**Task brief:**
Quote the data below word for word, every line included.

**Data for this exercise:**
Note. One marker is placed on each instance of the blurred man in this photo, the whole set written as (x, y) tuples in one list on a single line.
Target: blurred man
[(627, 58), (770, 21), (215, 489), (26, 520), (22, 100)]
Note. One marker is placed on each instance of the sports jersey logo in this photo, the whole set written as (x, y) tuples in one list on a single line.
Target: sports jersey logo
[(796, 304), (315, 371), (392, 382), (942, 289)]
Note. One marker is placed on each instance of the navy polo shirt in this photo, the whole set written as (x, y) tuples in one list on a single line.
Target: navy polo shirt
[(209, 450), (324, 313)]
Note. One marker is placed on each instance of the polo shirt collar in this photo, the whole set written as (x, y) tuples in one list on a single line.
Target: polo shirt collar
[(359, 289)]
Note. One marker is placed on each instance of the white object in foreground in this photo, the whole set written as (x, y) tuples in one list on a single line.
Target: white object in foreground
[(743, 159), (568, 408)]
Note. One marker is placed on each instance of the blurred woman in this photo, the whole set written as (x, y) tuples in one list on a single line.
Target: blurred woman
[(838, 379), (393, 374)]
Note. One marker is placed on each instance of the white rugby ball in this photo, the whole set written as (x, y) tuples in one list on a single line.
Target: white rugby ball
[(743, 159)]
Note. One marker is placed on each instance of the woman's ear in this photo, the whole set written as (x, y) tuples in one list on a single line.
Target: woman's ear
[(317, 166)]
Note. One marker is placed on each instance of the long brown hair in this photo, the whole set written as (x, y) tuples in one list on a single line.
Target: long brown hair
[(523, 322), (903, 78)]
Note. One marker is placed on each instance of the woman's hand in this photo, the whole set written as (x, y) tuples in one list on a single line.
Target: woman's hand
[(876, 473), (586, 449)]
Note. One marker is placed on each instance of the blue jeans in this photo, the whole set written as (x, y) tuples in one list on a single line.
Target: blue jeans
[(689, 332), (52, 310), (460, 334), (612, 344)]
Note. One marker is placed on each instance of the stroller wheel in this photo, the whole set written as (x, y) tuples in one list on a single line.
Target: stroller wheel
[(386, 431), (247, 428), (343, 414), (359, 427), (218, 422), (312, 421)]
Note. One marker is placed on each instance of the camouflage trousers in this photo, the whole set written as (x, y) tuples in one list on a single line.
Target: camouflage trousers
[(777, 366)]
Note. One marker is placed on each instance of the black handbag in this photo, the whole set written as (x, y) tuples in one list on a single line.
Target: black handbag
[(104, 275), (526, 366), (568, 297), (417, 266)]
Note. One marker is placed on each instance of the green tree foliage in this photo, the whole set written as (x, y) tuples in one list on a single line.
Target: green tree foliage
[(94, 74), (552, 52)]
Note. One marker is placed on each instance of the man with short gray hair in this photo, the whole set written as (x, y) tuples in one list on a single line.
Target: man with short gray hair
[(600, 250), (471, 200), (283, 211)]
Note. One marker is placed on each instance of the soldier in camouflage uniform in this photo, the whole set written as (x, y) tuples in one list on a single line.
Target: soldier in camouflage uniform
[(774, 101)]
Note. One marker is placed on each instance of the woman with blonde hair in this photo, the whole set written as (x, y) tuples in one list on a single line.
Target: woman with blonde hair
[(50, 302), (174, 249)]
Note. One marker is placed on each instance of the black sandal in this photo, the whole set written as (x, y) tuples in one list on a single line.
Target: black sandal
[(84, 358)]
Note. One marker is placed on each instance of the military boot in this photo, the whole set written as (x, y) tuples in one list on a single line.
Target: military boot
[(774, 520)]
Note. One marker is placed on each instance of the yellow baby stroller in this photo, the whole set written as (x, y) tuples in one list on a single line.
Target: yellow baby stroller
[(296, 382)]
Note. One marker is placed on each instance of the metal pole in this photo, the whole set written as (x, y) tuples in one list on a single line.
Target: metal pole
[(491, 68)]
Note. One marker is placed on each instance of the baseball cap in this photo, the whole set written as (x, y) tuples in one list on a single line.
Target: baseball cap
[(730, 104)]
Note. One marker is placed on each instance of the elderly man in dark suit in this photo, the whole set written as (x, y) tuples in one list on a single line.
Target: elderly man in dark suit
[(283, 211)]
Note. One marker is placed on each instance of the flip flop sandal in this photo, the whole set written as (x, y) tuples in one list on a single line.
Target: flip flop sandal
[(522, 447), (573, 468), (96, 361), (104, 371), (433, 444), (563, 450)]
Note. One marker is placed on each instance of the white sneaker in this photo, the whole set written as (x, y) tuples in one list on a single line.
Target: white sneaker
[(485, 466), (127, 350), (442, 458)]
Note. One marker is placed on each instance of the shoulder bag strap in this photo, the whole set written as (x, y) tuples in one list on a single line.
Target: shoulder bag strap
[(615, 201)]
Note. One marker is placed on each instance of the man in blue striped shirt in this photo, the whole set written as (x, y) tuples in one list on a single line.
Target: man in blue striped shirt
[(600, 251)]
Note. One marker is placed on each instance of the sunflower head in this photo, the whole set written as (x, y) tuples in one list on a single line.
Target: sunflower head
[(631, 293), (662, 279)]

**Exercise result:**
Note. One marker is placed on each instance of the blurred man in this photo, the whole set written as (x, y) tuples in one list on a single line.
Target: blurred man
[(627, 58), (770, 21), (215, 489), (26, 520), (22, 100)]
Note. One marker is placed on each instance of the sports jersey logo in this photo, the whole set written as (x, y) tuples in one list on a single line.
Target: sports jersey logo
[(796, 304), (315, 371), (392, 382), (942, 289)]
Note. One marker is placed on each instance of the navy polo shirt in this photo, the whole set written as (x, y) tuples in one list on a single line.
Target: navy polo shirt
[(209, 450), (324, 313)]
Note. One marker is placed on each instance of the polo shirt collar in this photo, the whole set written as (x, y) tuples in one list on a single line.
Target: polo shirt collar
[(359, 289)]
Note. One marker is placed on each instance of the white object in foreground in this photo, the whole set written as (x, y) tuples in one list on a single line.
Target: white object in foreground
[(743, 159), (568, 408)]
Note. One marker is placed on each instance of the blurred woman in this photo, the whole set written as (x, y) tuples in one list on a single line.
Target: blurred woman
[(838, 379), (393, 374)]
Note. One marker is placed on each instance of the white rugby ball in this photo, the whole set written as (x, y) tuples in one list on a single line.
Target: white rugby ball
[(743, 159)]
Note. One marker is placed on each instance of the woman's ear in this photo, the whole set written as (x, y) tuples in one list on a single line.
Target: woman's ear
[(317, 166)]
Note. One marker is placed on each instance of the long brown hair in this photo, the whole set written as (x, y) tuples in one list on a single line.
Target: long brown hair
[(523, 322), (903, 78)]
Note. One marker is placed on each instance of the woman's hand in this photo, the whole set written as (x, y) tuples in one list on a single line.
Target: woman's hand
[(876, 473), (586, 449)]
Note. One marker is placed on each instance of the blue jeans in this photo, the whole set written as (x, y) tuples in one list on a single line.
Target: blue jeans
[(689, 332), (52, 310), (460, 334), (612, 344)]
Note. One marker is placed on each instance of the stroller wheel in this photo, the whole set written as (x, y) tuples in one list on a single line.
Target: stroller wheel
[(386, 431), (247, 428), (343, 414), (359, 427), (218, 422), (312, 421)]
Note. One marker is placed on each instance of the camouflage trousers in this photo, the whole set written as (x, y) tuples in one list on a single line.
Target: camouflage trousers
[(777, 366)]
Note. One marker is placed on each instance of the black handbag in this photo, the whole set written as (x, y) tuples in one list on a single line.
Target: black handbag
[(104, 275), (526, 366), (568, 297), (417, 266)]
Note. One marker is placed on each instance of the green tree foliage in this photo, the whole set written as (x, y) tuples in one list on a single line.
Target: green tree foliage
[(94, 74), (552, 52)]
Note. One marker is placed on each instance of the man with short gray hair in this photo, the whole set written as (x, y) tuples in one list on a single line.
Target: man with short gray hair
[(600, 250), (471, 200), (283, 211)]
Note. One marker is placed on each instance of the soldier in camouflage uniform in this photo, the whole set written as (x, y) tuples in one list on a single line.
Target: soldier in camouflage uniform
[(774, 101)]
Note. One marker is placed on each instance of the woman with blonde hair in this photo, the whole set written as (x, y) tuples in one list on a single line.
Target: woman with blonde hair
[(50, 302), (174, 249)]
Note. One marker is placed on each instance of the black sandal in this photo, the whole set written as (x, y) tuples in one list on a single line.
Target: black sandal
[(84, 358)]
Note. One marker is placed on each instance of the military boot in this photo, the whole set written as (x, y) tuples in one list on a single line.
Target: military boot
[(774, 520)]
Note. One marker is placed on each instance of the yellow baby stroller in this photo, the whole set written as (x, y) tuples in one list on a single line.
Target: yellow baby stroller
[(296, 382)]
Note. One marker is placed on each instance of the metal pole in this photo, the whole set written as (x, y) tuples in one list on a single line.
Target: metal pole
[(491, 68)]
Note. One marker is placed on each instance of the baseball cap in this photo, the whole set written as (x, y) tuples in one list on a single line.
Target: baseball cap
[(730, 104)]
Note. One marker is placed on each instance of the elderly man in dark suit in this photo, the whole set written as (x, y) tuples in one list on a single line.
Target: elderly man in dark suit
[(283, 211)]
Note. One marker is placed on each instance of the flip flop sandal in this photo, the whole set written as (x, y) tuples in one list on a single line.
Target: flip flop sandal
[(522, 447), (573, 468), (96, 361), (104, 371), (433, 444), (563, 450)]
Note. One marker is placed on each instance of the white sneaker in this photo, the whole set written as (x, y) tuples in one list on a single line.
Target: white sneaker
[(485, 466), (127, 350), (442, 458)]
Note. One marker is placed on each instance of the shoulder bag strap in this photo, the whole set written as (x, y) tuples in one list on a single line.
Target: shoulder bag strap
[(615, 201)]
Note. One marker is placed on each instance of the man in blue striped shirt in this photo, the whole set written as (x, y) tuples in one list on a single line.
Target: man in blue striped shirt
[(600, 251)]
Note. One marker is placed on each instance of the sunflower head in this photo, the whole set written as (x, y) tuples in one list on a single line.
Target: sunflower head
[(631, 293), (662, 279)]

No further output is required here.